Saved data entries

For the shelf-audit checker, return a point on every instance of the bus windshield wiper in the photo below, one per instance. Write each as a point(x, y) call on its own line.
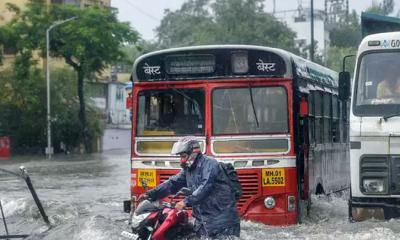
point(180, 92)
point(252, 105)
point(390, 116)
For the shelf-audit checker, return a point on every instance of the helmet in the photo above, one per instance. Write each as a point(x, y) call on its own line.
point(185, 145)
point(188, 145)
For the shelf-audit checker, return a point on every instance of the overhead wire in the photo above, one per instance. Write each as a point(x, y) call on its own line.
point(142, 11)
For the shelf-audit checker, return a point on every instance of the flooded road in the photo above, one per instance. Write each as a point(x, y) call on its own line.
point(83, 195)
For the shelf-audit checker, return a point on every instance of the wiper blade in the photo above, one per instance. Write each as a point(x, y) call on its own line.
point(390, 116)
point(252, 105)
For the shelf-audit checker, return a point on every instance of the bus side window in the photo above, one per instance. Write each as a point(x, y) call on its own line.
point(335, 119)
point(318, 103)
point(345, 117)
point(327, 102)
point(311, 118)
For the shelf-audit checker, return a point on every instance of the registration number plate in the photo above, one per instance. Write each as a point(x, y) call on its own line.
point(147, 175)
point(273, 177)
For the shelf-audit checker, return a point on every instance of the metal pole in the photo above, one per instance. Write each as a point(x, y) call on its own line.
point(312, 31)
point(49, 149)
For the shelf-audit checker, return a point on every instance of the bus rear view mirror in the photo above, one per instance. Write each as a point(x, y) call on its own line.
point(344, 86)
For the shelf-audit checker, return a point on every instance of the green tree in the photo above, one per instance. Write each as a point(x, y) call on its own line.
point(89, 44)
point(384, 8)
point(223, 22)
point(347, 34)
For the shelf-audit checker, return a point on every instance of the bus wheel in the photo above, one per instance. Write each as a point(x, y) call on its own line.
point(304, 207)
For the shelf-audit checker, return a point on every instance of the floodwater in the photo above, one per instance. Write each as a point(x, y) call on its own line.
point(83, 195)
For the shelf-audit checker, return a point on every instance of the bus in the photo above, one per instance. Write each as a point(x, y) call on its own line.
point(274, 115)
point(375, 128)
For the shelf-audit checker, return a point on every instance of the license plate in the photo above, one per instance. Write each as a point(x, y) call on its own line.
point(273, 177)
point(129, 235)
point(148, 175)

# Task description
Reproduce the data verbatim. Do not carry any picture into the copy.

# Reply
For the shelf-audit checker, return a point on every instance of the bus windshield wiper in the photo below, one per instance. Write each as a point(x, y) call on its own line.
point(180, 92)
point(252, 105)
point(390, 116)
For the shelf-audit checker, return a point on every instance of the helmet in the photo above, one per instance. Write each as a point(x, y) call on its own line.
point(185, 145)
point(188, 145)
For the shelf-audit checker, return a point on every instance of the overhead wire in the photo above, one per instance. Write each as a point(x, y) call on its own line.
point(142, 11)
For the shelf-audit checker, return a point on every instance of the flooded road in the photo above, one per instance. Write each as a point(x, y) call on its own line.
point(83, 195)
For the shelf-audit checker, return a point on every instance of the wiper blade in the photo above, one per instance. Write each as a point(x, y) call on its own line.
point(390, 116)
point(252, 105)
For the shelf-audit checker, return a point on every instance of the bus side window in the photo above, one per instance. Write each as a point(x, y) call on its own line.
point(335, 119)
point(318, 103)
point(345, 117)
point(327, 102)
point(311, 118)
For the shelf-audit checker, return a point on every instance of the registration number plate in the photo above, one per instance. Write each as a point(x, y) call on its own line.
point(147, 175)
point(273, 177)
For the shelf-audit checker, return a point on every instance of the metal pole in the photo above, one per instance. Write each as a point(x, y) call on its own line.
point(312, 31)
point(49, 149)
For the shelf-audit checker, return a point on every instance of the bus rear view mirror in the photo above, one per instance. Write each as a point(x, y) call on its own line.
point(344, 86)
For the shelf-audit checker, return a point on every instance of the green tree in the photo above, one per instance. Write each as a point(x, y) call on its own line.
point(89, 44)
point(384, 8)
point(223, 22)
point(347, 34)
For the shelf-audit checker, return a point on every instance of the bus wheel in the photo above, one per instance. Write each as a point(x, y) call on its own line.
point(304, 207)
For the shelf-audit checker, return a point on every instance of the floodwater in the photo above, one per instance. Write each as a point(x, y) call on its own line.
point(83, 195)
For the shelf-audit checker, return a point on every instance of the bus in the photo above, one per instance. Write each as a point(x, y) call on its own line.
point(274, 115)
point(375, 128)
For the shelf-audit checker, return a point on every instance of the license plate in the photo above, one per instance. Write each as a point(x, y) call on its own line.
point(273, 177)
point(129, 235)
point(148, 175)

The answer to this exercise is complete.